Pull out each line below that contains the string "white" and copy it unchanged, keeping the original order.
--- START SOURCE MATERIAL ---
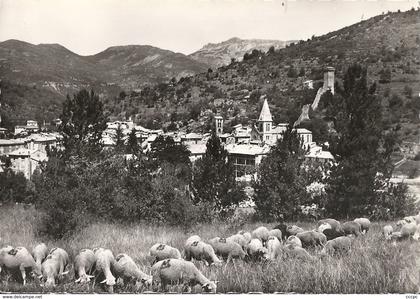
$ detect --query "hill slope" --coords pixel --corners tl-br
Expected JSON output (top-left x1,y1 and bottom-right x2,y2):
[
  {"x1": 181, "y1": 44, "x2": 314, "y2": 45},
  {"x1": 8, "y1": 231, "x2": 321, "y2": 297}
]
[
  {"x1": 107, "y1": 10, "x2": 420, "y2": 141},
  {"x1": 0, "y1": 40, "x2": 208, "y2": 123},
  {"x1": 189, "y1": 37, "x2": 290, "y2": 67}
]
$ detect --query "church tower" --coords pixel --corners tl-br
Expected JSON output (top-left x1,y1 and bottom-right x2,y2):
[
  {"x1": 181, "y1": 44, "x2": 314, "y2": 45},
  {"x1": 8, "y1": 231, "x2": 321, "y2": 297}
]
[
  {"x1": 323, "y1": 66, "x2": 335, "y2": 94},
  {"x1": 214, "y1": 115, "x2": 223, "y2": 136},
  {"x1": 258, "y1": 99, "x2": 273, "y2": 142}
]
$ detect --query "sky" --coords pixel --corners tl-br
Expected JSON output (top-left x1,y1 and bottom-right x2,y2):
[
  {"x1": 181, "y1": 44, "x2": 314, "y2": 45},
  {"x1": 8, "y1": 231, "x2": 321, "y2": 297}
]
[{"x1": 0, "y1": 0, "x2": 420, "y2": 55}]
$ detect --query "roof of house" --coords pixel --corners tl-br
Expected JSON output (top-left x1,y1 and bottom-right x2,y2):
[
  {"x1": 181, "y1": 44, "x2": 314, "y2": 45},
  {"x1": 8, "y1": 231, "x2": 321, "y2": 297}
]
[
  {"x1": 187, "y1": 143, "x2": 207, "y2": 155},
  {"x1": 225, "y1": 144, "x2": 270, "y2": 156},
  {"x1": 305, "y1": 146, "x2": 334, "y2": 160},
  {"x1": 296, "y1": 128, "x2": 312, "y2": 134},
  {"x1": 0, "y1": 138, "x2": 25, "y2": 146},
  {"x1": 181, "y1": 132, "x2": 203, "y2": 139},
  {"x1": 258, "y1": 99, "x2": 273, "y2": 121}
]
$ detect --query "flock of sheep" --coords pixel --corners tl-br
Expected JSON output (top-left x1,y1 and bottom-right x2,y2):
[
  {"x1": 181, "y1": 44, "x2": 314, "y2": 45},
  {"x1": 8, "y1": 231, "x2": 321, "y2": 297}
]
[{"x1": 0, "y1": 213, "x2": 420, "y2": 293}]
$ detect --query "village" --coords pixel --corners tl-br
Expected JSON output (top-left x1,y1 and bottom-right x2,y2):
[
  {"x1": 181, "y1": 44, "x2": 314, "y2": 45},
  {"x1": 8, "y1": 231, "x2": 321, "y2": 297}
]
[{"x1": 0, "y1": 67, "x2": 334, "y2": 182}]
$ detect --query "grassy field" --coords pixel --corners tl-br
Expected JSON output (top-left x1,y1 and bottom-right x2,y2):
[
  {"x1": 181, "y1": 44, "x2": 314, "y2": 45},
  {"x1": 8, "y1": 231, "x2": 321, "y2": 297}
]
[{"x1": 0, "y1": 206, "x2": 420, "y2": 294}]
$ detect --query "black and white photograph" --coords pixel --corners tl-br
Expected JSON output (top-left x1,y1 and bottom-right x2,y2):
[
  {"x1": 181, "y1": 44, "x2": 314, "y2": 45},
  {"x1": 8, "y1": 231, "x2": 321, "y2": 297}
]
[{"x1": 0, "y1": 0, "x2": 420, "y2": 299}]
--- END SOURCE MATERIAL ---
--- START SOURCE MATERIAL ---
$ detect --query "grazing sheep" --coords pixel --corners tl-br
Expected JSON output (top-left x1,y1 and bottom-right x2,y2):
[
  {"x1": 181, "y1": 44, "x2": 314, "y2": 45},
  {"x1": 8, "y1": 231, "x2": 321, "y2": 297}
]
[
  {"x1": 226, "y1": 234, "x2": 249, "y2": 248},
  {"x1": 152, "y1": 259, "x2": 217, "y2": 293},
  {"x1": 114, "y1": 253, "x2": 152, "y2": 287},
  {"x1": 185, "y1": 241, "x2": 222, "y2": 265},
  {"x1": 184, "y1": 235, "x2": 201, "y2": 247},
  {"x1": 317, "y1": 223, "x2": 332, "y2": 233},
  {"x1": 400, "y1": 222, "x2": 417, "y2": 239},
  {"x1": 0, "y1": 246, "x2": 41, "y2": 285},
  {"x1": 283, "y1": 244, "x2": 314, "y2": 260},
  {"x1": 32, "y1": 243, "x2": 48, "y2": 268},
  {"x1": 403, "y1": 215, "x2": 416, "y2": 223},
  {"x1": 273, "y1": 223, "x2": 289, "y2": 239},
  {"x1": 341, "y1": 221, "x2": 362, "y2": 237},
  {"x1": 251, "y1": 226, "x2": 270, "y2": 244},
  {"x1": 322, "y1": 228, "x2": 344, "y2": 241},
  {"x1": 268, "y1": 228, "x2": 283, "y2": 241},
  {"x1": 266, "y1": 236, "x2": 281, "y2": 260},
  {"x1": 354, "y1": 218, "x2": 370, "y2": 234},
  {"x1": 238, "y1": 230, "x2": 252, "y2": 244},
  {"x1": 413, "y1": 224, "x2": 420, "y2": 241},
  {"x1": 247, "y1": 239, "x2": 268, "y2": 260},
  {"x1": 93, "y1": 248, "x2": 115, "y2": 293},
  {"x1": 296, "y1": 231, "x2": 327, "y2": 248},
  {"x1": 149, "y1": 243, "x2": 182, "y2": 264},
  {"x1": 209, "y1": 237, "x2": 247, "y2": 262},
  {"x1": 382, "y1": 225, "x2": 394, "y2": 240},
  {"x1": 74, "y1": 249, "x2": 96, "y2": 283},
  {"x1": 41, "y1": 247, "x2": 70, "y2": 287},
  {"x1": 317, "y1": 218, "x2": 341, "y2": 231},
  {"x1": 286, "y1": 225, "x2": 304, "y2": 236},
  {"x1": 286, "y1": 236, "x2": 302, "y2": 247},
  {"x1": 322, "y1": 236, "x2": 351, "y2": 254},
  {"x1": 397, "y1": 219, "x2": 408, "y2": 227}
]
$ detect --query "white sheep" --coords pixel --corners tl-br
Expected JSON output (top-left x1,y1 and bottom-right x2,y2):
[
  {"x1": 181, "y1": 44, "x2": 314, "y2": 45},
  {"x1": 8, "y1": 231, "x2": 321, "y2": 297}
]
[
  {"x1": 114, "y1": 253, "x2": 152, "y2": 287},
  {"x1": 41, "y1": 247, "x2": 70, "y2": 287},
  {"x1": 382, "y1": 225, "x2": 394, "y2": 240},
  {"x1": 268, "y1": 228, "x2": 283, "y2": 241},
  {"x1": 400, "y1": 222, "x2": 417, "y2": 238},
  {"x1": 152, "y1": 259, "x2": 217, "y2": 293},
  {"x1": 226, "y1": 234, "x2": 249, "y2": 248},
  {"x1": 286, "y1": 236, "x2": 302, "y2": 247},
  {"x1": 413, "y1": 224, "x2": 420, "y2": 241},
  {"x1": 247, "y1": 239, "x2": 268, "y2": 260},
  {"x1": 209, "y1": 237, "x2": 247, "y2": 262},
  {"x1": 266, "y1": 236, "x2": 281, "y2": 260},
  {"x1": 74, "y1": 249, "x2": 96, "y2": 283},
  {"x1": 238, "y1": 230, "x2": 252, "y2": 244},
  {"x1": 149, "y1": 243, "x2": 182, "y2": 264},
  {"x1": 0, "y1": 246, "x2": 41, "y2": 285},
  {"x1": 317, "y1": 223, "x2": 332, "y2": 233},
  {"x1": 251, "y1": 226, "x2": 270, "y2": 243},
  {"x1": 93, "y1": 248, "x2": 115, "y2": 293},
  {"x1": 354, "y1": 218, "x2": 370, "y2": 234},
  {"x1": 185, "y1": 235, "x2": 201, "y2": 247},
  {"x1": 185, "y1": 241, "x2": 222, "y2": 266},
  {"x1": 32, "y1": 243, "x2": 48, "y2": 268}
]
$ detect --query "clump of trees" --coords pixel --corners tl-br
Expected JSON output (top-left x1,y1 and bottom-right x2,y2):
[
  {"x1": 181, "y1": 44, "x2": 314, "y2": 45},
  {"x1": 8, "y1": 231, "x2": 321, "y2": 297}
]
--- END SOURCE MATERIAL ---
- _ANSWER BELOW_
$ detect --query "black and white photograph" --coords pixel --corners tl-br
$ detect --query "white sheep" --coords pixel --corners tl-br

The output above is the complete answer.